§ Exercícios:
• A. Segundo o texto sobre filmes de terror, quem dirigiu a segunda versão de "Nosferatu", lançada em 1979?
• B. Prossiga com o texto sobre filmes de terror a partir do ponto em que ele termina.

§ Bloco de texto:

╭──

Cena de “Nosferatu”, 1922

Nossa segunda parada é no também precursor “Nosferatu, Uma Sinfonia do Horror", de Friedrich Wilhelm Murnau, 1922. Primeira película baseada no romance “Drácula”, de Bram Stoker, inspirou, em seguida, a segunda versão com o mesmo nome, dirigida por Werner Herzog, em 1979 e mais tarde a adaptação de Francis Ford Coppola, em 1992 (que dispensam comentários) entre tantos outros, sobre o lúgubre personagem. Com fotografia de Gunther Krampf e de Fritz Arno Wagner, a plasticidade da película inovou e inspirou significativamente o Expressionismo, (movimento artístico pós Primeira Guerra em que o cinema foi utilizado para expressar as angústias e as dores do período), que nascia na Alemanha pré-hitleriana. Em cenários sombrios e sinistros, vê-se contrastes carregados de chiaroscuro, uma influência italiana proporcionada pelos tons do preto e branco, além de imagens distorcidas, fantasmagóricas, que remetem a pesadelos, a uma sensação do sobrenatural que gera medo, muito medo. Esse visual macabro, inovador à época, foi e é intensamente repetido nas obras deste estilo.


A cena do chuveiro de “Psicose”, 1960, é uma das mais icônicas do cinema

Seguimos e, então, chegamos ao mestre dos mestres do terror psicológico, Sir Alfred Hitchcock, o rei do suspense. Mas o que é o suspense senão o terror mais profundo do que pode vir a acontecer? “Psicose”, de 1960 é exemplo clássico de uma obra que aterroriza partindo da alma, de dentro e empiricamente, atinge a pele e sai pelos poros. O mestre inspirou quase todos que vieram pela frente e fez isso, fundamentalmente, com seu estilo e suas técnicas fotográficas inovadoras. Seja por meio da captação de expressões faciais intensas, ou em tomadas de ponto de vista externo, em tomadas que conduzem interpretações (plongée e contra-plongée, por exemplo) ou mesmo em travellings rápidos e subjetivos que suscitam o medo, a ansiedade e até efeitos físicos, como tonteiras e vertigens, o diretor, mais do que um mestre do suspense, era expert em captar e gerar fortes sensações no espectador. Se você deseja se aterrorizar com classe e estilo, assista a filmografia completa, são todos de arrepiar os cabelos e a alma.


Cena de “À Meia-Noite Levarei Sua Alma”, de 1964

Nesta turnê não podemos deixar de passar pelo brasileiro mais aterrorizante de todos os tempos, o temeroso e cruel Zé do Caixão. Em “À Meia-Noite Levarei Sua Alma” (o título já provoca os sentidos), de 1964, José Mojica Marins inaugura o cinema de horror no Brasil, com a mesma fotografia expressionista altamente contrastada de “Nosferatu", inovando, porém, com cenas que, com aspectos de “sujas”, grotescas e com cortes rápidos e bem objetivos, levam a sustos vertiginosos, um atrás do outro. Sem contar a criação deste vilão implacável, referência nacional e mundial até os dias de hoje e apreciado por grandes cineastas do mundo inteiro.

╰──

§ Trechos de dados:
╭──

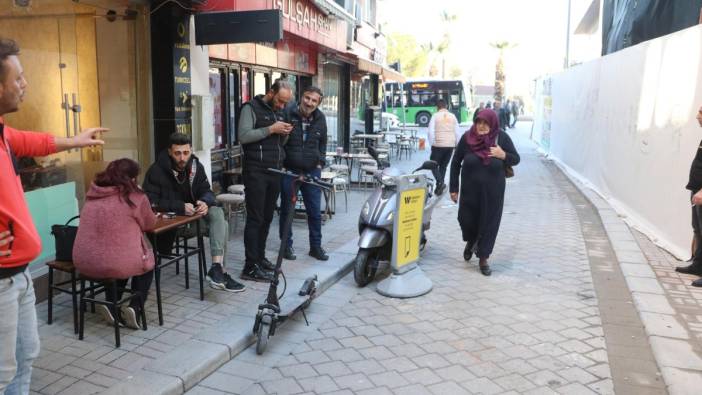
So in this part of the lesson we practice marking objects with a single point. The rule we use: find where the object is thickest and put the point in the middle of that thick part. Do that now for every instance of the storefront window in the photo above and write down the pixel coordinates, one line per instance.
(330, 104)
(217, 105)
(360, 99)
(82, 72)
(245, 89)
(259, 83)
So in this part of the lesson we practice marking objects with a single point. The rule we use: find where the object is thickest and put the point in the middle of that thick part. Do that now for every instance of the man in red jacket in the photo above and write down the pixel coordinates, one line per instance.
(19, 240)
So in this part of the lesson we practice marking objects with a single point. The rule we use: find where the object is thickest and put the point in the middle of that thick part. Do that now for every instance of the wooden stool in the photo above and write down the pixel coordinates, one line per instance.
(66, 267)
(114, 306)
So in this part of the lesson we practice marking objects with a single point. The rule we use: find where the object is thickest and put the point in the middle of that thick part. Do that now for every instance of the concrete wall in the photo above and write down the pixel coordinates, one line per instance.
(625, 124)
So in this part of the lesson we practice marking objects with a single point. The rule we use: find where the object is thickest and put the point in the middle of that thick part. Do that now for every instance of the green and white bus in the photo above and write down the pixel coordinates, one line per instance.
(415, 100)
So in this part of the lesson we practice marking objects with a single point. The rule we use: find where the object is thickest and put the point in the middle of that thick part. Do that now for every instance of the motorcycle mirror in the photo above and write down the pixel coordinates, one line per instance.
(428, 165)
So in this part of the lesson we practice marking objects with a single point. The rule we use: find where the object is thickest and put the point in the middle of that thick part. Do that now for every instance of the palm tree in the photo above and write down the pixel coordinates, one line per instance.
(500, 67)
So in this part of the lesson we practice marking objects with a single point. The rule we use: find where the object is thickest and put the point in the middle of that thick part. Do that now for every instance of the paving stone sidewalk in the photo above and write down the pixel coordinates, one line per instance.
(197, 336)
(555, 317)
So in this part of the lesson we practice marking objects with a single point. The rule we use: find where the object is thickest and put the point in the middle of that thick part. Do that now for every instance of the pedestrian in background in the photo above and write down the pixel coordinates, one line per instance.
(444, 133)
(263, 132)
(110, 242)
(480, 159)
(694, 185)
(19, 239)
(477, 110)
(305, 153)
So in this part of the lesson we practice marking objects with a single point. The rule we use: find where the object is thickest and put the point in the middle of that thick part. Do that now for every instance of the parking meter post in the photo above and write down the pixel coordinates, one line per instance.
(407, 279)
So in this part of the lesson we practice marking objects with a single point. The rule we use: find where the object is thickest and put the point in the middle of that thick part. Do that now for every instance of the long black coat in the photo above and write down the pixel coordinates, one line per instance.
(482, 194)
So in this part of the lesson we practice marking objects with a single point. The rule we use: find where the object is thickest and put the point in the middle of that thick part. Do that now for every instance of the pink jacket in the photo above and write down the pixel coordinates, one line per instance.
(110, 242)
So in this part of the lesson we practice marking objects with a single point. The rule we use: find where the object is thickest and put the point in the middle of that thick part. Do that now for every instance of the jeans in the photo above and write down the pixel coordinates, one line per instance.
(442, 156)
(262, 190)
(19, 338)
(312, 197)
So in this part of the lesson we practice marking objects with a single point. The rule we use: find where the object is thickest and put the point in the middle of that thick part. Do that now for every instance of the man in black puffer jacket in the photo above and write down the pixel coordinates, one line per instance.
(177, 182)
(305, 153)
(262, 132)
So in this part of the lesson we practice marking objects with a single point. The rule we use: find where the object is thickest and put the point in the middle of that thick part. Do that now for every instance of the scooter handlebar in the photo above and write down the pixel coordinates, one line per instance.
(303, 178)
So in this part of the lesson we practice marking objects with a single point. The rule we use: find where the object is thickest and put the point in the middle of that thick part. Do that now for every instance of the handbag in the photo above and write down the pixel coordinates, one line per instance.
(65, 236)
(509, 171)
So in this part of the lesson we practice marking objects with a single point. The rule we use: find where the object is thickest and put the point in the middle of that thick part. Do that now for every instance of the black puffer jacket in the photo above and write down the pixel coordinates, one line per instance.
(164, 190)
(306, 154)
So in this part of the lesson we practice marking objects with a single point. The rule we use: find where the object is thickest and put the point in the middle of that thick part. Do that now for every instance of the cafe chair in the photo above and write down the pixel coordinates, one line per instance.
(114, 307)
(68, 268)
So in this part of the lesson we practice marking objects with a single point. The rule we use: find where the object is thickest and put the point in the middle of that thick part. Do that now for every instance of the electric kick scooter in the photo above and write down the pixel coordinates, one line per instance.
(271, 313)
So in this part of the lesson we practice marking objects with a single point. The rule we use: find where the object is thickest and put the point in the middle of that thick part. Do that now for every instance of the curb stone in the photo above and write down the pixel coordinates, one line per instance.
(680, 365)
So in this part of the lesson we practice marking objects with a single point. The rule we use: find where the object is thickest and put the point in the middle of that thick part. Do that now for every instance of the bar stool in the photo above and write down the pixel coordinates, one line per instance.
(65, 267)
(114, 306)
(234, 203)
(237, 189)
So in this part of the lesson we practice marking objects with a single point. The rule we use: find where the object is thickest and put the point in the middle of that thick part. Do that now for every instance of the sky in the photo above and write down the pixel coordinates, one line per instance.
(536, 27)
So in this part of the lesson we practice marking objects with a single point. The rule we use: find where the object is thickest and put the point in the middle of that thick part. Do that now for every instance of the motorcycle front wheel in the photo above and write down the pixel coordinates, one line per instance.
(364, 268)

╰──

§ Exercícios resolvidos:
• A. Werner Herzog.

• B.
Cena de “O Massacre da Serra Elétrica”, 1974

Cunhando um novo tipo de historias de terror, o slasher, mais violento e realista por se tratar de fatos possíveis, executados por psicopatas que poderiam ser nossos vizinhos e narrados como se fossem verdadeiros, “O Massacre da Serra Elétrica”, de Tobe Hooper, 1974, pode ser considerado meio “pesado” por muitos, mas para quem aprecia o estilo é uma obra de arte imperdível. Produção de baixo orçamento para a época, acabou se tornando um sucesso de bilheteria, ao contar a história de um assassino insano, em plena capital, trazendo o medo para a urbanidade e para a rotina americanas. Na cinematografia de Daniel Pearl, se destaca uma fotografia com paleta sombria que, sutilmente interrompida, deixa a violência sanguinária por conta da imaginação do espectador.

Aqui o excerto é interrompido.